>> Start ENTRIES
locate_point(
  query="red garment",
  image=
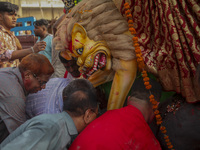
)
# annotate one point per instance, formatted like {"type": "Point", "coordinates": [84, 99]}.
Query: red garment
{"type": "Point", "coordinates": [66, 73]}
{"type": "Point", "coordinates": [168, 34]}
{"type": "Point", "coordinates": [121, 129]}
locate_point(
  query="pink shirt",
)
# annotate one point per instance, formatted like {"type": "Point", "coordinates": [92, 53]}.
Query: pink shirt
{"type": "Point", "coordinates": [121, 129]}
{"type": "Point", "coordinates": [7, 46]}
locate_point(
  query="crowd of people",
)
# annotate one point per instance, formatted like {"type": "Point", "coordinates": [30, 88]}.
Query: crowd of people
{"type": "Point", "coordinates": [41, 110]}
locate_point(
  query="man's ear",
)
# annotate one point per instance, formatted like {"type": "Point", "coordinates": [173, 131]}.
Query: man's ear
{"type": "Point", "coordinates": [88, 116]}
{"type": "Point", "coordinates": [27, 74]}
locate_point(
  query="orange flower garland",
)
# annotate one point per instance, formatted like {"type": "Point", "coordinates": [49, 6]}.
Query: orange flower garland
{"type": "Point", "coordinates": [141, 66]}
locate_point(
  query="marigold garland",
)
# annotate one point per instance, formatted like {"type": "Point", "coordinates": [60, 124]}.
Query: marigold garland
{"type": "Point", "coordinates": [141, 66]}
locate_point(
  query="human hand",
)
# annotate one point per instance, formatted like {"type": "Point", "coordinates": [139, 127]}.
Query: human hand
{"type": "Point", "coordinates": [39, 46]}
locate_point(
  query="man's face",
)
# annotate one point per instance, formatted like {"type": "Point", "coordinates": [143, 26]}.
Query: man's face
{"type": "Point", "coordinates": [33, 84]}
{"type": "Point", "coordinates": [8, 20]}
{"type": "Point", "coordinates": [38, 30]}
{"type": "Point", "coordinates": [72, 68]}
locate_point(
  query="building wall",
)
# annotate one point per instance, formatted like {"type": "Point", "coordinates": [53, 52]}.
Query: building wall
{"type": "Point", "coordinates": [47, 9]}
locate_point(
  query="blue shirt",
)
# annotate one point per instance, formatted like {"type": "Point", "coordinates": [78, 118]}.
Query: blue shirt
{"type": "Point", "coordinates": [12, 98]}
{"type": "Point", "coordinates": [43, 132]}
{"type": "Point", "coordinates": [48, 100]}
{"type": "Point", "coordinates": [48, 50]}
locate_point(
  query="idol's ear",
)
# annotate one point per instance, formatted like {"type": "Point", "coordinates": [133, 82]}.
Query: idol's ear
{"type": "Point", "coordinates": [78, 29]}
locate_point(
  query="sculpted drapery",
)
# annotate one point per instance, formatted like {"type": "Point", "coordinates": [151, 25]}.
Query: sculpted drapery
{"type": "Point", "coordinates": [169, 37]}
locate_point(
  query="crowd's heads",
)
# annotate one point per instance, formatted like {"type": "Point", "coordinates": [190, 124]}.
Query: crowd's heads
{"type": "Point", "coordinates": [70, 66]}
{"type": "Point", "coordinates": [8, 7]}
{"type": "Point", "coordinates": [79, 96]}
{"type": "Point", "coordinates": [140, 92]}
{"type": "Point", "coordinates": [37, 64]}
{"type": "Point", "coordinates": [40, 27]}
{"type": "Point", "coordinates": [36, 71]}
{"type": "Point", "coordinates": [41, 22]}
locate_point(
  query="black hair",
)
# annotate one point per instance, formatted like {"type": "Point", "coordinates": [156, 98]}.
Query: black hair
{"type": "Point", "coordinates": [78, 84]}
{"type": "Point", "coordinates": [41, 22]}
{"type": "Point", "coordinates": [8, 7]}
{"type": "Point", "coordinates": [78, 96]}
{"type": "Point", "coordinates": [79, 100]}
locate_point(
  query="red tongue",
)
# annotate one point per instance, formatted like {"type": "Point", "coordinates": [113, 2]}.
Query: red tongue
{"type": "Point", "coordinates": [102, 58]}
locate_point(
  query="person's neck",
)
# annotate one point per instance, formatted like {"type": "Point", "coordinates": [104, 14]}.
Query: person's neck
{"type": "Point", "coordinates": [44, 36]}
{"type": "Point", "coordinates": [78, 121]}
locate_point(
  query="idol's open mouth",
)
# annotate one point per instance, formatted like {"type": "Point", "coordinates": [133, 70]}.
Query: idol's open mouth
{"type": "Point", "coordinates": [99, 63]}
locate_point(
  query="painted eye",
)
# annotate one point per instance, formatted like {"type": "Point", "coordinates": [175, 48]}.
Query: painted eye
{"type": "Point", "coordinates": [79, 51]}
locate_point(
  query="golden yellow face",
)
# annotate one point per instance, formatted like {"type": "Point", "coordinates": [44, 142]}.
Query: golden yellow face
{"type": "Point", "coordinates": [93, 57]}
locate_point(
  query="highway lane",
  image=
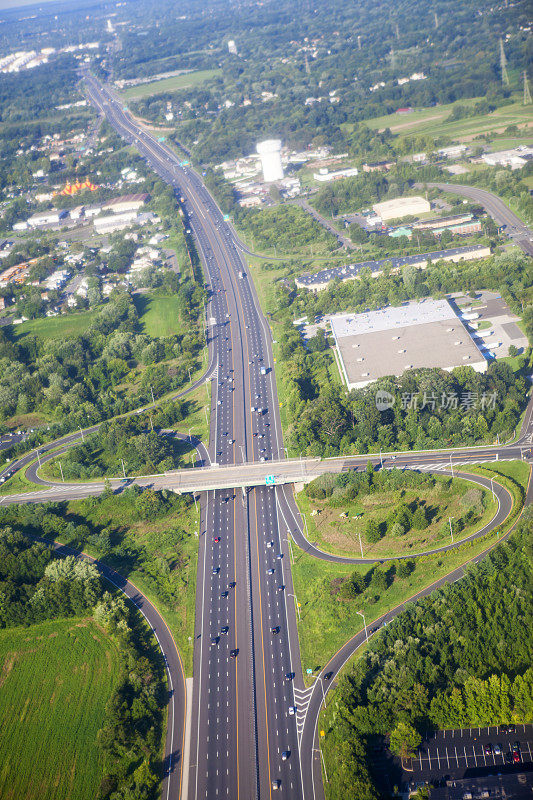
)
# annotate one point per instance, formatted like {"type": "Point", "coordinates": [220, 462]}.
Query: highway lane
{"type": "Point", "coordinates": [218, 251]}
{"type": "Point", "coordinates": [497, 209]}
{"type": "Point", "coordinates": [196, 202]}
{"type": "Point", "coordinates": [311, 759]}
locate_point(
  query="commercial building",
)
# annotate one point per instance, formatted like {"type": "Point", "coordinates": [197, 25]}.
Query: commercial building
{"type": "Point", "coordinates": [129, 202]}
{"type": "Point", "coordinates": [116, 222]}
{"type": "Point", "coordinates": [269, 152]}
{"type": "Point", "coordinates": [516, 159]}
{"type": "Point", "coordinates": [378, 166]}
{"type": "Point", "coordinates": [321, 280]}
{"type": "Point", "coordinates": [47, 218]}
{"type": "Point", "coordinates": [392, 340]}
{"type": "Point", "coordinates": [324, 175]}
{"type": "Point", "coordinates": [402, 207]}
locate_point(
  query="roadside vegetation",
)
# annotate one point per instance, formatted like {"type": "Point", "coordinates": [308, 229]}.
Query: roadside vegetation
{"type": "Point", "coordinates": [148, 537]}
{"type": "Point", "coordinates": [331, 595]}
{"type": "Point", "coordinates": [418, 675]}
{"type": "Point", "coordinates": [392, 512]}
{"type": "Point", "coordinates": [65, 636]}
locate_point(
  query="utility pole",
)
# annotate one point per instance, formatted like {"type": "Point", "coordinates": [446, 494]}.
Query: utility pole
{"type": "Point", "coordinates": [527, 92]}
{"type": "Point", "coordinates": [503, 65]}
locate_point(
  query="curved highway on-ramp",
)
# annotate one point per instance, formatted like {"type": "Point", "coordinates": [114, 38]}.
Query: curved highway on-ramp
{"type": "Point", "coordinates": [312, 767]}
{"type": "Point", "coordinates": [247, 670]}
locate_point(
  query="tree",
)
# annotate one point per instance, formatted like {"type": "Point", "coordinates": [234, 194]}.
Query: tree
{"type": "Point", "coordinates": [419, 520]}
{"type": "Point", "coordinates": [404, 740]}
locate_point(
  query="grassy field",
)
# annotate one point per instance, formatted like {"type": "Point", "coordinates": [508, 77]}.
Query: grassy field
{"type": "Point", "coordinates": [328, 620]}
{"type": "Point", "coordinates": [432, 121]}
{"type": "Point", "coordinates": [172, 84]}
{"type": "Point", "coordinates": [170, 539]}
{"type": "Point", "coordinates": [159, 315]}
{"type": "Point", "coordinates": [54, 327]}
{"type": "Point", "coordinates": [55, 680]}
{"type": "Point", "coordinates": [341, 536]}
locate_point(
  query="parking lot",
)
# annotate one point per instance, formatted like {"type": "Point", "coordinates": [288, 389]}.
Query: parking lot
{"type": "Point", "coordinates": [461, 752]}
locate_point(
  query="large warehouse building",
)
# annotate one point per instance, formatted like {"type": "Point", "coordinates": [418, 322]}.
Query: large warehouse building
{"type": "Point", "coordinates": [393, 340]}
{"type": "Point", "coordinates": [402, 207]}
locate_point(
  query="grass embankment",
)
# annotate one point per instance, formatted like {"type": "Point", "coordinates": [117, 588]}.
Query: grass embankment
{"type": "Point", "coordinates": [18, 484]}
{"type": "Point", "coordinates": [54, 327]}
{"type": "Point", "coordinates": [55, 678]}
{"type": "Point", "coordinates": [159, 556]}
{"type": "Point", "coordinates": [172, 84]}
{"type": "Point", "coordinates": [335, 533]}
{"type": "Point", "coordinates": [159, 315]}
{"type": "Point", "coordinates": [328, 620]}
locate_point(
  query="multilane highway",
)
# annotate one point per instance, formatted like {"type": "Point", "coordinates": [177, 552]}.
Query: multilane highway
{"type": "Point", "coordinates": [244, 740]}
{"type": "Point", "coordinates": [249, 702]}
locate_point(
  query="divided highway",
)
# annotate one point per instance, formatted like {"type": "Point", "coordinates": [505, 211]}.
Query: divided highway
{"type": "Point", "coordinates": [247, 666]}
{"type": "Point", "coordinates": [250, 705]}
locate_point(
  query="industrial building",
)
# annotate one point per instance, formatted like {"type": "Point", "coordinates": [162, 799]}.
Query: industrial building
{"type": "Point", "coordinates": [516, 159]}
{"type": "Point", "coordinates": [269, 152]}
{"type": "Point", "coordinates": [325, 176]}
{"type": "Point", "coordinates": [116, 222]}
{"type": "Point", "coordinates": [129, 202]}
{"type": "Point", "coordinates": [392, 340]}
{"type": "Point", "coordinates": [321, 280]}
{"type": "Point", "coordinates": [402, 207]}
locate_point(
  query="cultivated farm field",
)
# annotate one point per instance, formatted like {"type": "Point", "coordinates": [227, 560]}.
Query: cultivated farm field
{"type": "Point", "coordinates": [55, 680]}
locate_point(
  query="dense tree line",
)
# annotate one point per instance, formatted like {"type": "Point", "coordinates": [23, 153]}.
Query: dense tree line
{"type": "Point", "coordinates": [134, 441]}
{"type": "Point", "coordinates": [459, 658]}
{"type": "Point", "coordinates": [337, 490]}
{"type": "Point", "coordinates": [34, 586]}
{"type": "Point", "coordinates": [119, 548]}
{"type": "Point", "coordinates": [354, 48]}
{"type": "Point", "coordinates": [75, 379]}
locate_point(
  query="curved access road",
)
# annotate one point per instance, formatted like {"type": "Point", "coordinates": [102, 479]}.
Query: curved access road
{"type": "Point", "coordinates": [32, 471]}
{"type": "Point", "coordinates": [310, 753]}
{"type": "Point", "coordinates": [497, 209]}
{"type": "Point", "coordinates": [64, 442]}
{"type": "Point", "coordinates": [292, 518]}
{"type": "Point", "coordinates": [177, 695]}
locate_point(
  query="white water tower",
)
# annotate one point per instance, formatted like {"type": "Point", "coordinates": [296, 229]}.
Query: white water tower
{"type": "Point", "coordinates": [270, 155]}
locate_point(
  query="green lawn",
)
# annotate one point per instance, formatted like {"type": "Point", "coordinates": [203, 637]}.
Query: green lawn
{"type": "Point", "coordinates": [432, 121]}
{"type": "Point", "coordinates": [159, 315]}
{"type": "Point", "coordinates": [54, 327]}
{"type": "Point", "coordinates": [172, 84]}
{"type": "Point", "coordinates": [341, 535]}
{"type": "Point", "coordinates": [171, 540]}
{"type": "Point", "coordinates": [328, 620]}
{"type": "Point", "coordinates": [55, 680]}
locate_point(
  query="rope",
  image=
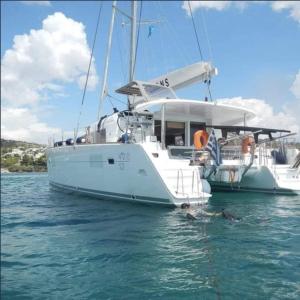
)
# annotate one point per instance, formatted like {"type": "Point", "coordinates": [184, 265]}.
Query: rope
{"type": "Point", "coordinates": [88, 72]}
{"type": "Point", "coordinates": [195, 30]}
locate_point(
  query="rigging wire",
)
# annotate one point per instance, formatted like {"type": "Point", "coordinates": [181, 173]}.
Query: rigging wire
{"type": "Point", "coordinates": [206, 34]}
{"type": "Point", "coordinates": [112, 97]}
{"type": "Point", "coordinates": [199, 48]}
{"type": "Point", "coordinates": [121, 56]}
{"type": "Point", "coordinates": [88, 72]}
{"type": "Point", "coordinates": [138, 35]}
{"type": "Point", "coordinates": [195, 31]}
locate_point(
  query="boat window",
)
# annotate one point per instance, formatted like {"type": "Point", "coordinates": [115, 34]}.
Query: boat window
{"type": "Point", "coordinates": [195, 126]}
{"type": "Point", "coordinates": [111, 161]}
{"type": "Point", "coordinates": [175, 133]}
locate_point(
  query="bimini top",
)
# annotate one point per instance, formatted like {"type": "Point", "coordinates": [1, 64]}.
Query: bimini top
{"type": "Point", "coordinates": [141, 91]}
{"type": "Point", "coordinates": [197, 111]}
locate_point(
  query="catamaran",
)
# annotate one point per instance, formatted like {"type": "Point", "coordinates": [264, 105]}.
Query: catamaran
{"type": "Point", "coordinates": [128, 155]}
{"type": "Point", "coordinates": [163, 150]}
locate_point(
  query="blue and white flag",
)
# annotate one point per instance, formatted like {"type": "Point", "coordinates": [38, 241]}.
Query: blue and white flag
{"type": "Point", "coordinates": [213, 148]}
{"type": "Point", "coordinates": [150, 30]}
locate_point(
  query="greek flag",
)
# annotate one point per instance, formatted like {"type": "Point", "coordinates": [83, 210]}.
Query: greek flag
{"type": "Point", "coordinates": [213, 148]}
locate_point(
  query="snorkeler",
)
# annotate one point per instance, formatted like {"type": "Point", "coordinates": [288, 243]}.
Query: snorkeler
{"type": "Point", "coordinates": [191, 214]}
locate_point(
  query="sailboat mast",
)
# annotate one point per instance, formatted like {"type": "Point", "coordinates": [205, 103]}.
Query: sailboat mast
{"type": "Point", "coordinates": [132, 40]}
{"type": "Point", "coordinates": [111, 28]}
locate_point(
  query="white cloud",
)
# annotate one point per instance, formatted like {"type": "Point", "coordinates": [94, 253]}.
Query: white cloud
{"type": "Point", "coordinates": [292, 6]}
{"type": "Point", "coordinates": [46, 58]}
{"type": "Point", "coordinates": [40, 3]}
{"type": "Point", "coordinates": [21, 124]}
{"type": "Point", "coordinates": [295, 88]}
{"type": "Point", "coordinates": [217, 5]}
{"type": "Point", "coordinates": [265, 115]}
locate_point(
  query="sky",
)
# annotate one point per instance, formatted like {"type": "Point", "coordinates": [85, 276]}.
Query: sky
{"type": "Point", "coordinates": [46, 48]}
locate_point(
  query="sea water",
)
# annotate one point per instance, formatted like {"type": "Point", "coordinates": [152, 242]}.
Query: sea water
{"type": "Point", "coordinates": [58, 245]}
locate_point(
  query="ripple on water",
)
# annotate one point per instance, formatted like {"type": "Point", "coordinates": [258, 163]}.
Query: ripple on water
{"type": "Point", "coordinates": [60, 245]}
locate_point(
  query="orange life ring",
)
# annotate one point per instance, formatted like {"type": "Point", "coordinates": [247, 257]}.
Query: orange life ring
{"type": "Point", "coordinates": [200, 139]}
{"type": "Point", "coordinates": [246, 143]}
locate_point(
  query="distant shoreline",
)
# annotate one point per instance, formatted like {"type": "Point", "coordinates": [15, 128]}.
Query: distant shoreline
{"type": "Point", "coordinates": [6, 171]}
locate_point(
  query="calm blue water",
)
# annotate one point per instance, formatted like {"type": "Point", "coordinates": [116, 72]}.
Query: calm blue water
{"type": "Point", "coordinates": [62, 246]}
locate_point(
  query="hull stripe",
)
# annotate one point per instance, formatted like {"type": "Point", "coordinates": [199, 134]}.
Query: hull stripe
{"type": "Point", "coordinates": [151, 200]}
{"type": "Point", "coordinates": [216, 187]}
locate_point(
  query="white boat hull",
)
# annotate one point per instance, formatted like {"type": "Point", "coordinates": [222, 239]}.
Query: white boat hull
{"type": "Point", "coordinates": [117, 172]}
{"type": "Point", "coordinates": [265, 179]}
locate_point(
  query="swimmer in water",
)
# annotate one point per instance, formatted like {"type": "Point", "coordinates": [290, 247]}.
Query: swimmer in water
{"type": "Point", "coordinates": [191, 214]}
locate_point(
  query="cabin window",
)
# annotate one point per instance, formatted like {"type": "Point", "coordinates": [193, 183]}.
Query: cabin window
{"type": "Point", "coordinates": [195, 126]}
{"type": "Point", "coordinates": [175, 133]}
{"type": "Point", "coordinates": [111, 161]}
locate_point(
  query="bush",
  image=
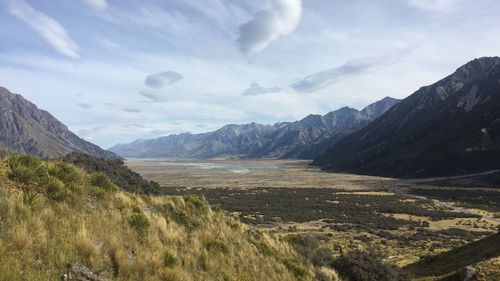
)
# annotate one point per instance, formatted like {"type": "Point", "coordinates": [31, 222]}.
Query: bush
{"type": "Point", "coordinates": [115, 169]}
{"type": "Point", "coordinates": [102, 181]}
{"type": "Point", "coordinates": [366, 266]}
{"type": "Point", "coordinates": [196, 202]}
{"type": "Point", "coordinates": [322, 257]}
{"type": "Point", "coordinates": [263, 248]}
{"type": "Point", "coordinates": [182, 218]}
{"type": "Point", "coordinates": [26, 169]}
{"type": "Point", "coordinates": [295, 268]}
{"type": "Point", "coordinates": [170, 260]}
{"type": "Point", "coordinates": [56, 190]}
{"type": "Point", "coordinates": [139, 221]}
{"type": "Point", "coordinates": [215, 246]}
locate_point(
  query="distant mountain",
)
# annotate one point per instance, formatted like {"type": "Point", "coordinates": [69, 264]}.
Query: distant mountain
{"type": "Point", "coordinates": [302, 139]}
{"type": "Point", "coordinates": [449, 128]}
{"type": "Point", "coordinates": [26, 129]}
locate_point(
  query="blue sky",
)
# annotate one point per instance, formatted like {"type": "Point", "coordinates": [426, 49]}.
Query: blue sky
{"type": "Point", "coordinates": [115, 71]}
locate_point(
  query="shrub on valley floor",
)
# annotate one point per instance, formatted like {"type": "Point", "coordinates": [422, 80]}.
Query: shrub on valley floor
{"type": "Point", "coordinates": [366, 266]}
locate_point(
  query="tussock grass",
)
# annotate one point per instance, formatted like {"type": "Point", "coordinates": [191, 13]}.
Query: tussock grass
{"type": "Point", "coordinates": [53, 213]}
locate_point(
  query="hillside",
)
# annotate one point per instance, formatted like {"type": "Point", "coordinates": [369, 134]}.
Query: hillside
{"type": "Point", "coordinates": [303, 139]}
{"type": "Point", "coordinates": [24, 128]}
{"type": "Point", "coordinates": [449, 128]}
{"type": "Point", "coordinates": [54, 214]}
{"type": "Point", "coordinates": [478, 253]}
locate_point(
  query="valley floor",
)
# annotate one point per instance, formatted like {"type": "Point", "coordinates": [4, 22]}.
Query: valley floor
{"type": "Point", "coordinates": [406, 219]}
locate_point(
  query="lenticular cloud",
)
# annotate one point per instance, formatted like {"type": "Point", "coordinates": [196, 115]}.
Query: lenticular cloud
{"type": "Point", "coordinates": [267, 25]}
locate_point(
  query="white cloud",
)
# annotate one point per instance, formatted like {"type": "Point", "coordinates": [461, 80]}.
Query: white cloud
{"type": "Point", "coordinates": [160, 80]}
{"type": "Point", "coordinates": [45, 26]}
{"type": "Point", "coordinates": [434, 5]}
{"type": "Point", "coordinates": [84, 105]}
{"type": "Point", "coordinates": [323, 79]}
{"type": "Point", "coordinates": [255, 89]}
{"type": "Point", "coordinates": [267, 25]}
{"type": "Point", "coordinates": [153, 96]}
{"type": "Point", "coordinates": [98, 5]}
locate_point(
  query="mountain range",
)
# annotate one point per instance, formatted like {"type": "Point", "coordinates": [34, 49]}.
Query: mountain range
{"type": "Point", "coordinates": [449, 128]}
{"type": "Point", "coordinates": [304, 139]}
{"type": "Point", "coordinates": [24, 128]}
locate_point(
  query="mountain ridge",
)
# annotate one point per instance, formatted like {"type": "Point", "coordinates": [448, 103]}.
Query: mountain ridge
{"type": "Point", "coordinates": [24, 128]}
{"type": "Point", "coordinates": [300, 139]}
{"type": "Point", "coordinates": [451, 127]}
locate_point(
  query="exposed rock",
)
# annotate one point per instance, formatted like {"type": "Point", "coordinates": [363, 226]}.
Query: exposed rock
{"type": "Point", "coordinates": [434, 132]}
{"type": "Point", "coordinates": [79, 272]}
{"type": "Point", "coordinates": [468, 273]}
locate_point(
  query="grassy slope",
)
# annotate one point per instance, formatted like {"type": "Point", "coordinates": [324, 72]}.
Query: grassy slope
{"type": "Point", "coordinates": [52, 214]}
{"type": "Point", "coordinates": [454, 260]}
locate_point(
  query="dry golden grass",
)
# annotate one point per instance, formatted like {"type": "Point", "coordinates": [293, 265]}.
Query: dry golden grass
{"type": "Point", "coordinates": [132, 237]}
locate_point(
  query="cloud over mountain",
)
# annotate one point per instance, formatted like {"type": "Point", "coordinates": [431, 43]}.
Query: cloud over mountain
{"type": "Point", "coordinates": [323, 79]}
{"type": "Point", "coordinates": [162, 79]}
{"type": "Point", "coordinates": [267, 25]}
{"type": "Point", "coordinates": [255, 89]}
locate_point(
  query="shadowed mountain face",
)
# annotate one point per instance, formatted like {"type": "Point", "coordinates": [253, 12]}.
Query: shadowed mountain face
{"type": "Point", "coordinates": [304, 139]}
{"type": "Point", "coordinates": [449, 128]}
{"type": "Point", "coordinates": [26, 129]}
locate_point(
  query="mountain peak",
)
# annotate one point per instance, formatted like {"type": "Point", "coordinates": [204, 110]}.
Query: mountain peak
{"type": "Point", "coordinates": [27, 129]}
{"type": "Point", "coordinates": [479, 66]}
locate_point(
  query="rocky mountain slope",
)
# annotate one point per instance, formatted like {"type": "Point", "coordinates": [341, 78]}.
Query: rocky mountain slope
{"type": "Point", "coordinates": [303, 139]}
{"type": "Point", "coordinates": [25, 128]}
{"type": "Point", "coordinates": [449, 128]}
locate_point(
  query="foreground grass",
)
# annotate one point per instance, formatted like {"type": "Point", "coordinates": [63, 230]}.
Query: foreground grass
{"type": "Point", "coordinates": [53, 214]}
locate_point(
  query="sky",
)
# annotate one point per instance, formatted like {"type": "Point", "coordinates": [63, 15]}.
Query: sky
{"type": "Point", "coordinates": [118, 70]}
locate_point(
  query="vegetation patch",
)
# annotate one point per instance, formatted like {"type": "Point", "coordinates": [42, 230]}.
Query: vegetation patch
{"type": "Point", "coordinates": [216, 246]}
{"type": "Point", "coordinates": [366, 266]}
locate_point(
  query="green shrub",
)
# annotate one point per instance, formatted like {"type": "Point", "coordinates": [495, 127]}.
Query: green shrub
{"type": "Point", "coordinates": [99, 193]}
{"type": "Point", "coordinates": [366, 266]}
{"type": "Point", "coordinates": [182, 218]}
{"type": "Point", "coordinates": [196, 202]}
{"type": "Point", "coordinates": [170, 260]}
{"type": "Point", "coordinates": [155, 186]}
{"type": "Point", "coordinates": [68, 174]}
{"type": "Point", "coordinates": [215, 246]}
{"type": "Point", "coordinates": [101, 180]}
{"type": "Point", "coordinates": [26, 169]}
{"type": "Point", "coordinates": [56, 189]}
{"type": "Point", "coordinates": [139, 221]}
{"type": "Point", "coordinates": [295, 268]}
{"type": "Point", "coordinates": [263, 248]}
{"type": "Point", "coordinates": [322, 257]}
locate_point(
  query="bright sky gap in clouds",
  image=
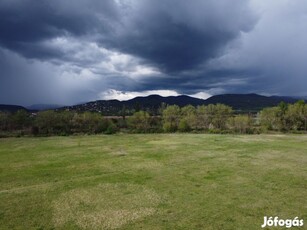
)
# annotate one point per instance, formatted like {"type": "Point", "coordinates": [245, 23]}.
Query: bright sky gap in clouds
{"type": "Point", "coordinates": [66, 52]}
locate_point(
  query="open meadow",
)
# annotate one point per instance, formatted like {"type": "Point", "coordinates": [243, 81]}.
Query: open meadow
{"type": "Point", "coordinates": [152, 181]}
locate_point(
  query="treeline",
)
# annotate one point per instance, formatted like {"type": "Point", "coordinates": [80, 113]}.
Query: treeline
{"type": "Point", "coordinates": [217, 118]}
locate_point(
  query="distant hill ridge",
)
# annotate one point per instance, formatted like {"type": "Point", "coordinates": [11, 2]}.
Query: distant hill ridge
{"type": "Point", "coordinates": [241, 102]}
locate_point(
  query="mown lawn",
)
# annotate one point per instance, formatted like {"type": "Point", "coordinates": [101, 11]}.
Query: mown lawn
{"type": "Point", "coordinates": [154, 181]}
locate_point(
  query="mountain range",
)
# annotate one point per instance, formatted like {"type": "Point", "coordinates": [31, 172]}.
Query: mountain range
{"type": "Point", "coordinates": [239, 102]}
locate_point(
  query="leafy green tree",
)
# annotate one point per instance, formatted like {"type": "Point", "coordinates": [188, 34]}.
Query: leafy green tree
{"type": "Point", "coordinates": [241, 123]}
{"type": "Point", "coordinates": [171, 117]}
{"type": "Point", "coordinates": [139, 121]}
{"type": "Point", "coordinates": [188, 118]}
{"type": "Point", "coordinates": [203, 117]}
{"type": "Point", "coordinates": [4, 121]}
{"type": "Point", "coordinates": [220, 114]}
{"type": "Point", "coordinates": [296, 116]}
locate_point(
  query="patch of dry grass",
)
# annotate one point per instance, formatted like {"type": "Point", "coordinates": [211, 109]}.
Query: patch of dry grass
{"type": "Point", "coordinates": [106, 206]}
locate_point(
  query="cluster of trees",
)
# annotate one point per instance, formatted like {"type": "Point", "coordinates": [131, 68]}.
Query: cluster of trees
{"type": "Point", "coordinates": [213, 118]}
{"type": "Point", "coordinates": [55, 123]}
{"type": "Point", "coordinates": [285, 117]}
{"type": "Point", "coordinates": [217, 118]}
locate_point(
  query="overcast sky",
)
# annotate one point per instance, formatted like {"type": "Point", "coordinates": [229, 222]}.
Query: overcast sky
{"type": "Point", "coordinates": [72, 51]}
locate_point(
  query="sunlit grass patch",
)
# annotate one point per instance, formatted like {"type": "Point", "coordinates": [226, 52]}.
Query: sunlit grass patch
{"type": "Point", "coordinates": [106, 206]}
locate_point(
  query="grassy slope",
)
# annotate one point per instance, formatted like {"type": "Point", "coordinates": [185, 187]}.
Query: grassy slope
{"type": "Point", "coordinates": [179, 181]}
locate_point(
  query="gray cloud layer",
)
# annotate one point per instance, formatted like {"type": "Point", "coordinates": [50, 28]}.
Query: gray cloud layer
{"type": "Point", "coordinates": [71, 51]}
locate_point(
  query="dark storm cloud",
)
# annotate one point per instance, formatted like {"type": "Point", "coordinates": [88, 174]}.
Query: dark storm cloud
>> End ENTRIES
* REQUIRED TASK *
List every line of the records above that contains the word "wall", treating uppercase and lowercase letters as different.

* ANSWER TO THIS PROBLEM *
  query="building wall",
Query: building wall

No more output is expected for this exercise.